What you need to do: In all of the material below, change every "the largest circle" to "the biggest circle" and leave everything else the same.

┌────────

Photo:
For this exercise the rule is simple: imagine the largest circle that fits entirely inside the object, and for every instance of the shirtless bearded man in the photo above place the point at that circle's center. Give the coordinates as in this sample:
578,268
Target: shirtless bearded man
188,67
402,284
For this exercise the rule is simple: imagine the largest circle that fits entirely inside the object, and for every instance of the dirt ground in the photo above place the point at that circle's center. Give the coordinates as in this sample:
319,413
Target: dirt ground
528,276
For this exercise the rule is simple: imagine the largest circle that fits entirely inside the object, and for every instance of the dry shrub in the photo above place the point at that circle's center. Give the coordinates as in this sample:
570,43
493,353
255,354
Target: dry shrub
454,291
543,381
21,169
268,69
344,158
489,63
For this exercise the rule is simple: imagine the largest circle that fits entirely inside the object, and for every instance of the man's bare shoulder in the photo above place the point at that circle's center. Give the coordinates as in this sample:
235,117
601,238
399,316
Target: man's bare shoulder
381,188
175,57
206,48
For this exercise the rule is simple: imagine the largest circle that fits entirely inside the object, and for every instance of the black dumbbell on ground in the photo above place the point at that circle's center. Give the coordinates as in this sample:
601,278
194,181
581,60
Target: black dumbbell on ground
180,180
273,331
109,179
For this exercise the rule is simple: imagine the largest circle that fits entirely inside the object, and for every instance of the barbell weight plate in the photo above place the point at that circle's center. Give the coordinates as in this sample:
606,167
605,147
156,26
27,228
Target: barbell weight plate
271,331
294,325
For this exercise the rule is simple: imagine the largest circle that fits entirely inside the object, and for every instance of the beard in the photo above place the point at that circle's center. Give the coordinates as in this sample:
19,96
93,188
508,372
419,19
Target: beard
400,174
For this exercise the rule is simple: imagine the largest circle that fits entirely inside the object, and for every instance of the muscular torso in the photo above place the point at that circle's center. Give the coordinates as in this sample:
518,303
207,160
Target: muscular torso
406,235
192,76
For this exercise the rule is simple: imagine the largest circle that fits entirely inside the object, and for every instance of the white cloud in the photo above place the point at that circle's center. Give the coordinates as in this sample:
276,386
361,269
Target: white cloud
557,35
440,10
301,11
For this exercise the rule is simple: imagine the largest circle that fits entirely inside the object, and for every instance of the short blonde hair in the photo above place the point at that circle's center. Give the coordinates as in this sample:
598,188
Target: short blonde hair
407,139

└────────

Result below:
Photo:
For this exercise the rule is simple: imagine the biggest circle that fits entirely inside the object, and for every instance of the shirtless bearded man in the photo above place the point at that circle's center. Give the coordinates as in this sample:
578,268
Target: shirtless bearded man
188,67
402,284
For this exercise the rule is simple: imagine the biggest circle that fits entirely inside the object, and for every instance of the dirt ground in the photo above place the point at that circle's center. Give the coordinates as in this sample:
319,413
Target: dirt ground
528,276
For this exercise the rule is simple: imagine the biggest circle that fits entirely inside the object, and for every instance of the dry shrub in the photo above place the point at that circle's center. Give the coordinates as in this sample:
570,43
493,353
255,354
Target: dry shrub
454,291
543,381
21,169
268,69
344,158
489,63
For this exercise the rule is simple: imagine the biggest circle that fits entirely inside the object, and for every instance of the man's bare shoulder in the photo above place the point at that circle's center. Give the coordinates as in this sample:
235,117
601,238
399,316
Target: man's bare shoulder
381,188
175,57
206,48
For this exercise the rule is simple: imagine the biggest circle that fits entirely inside the object, and for every instance of the black dumbbell on ground in the photo above place the point at that circle's center. Give the coordinates as in this sample:
601,278
194,181
581,60
Target: black dumbbell on ground
180,180
273,331
109,179
For this exercise the rule is simple: imagine the biggest circle that fits entirely inside the object, and for every instance of the barbell weight plate in the photo above place the point at that circle's center. Give the coordinates as in this sample:
606,167
605,147
156,26
27,228
Target: barbell weight plate
271,331
294,325
For this exercise the rule is simple: imagine the biggest circle that fits entirely inside the object, and for every instance of the beard in the photo above place the point at that circle's center. Give the coordinates as in this sample:
19,96
93,188
508,372
419,19
Target: beard
400,174
For this exercise the rule is simple: imagine the biggest circle that fits entirely inside the object, and for every instance of the muscular torso in the photo above place the point at that circle's center. Give the coordinates as in this sample:
518,303
207,160
Target: muscular torso
406,235
192,76
For this exercise the rule is simple: imagine the biggest circle that fits entirely inside the object, and for every instance of the white cloud in the photo above place the point at that circle's center. Give the coordinates as in this sample:
276,386
361,269
Target: white cloud
557,35
440,10
301,11
For this exercise the rule is simple: imagine the biggest circle that fits entirely inside the object, and for every instance of the short blonde hair in the photo above place the point at that circle's center. Give the coordinates as in this sample:
598,188
Target: short blonde hair
407,139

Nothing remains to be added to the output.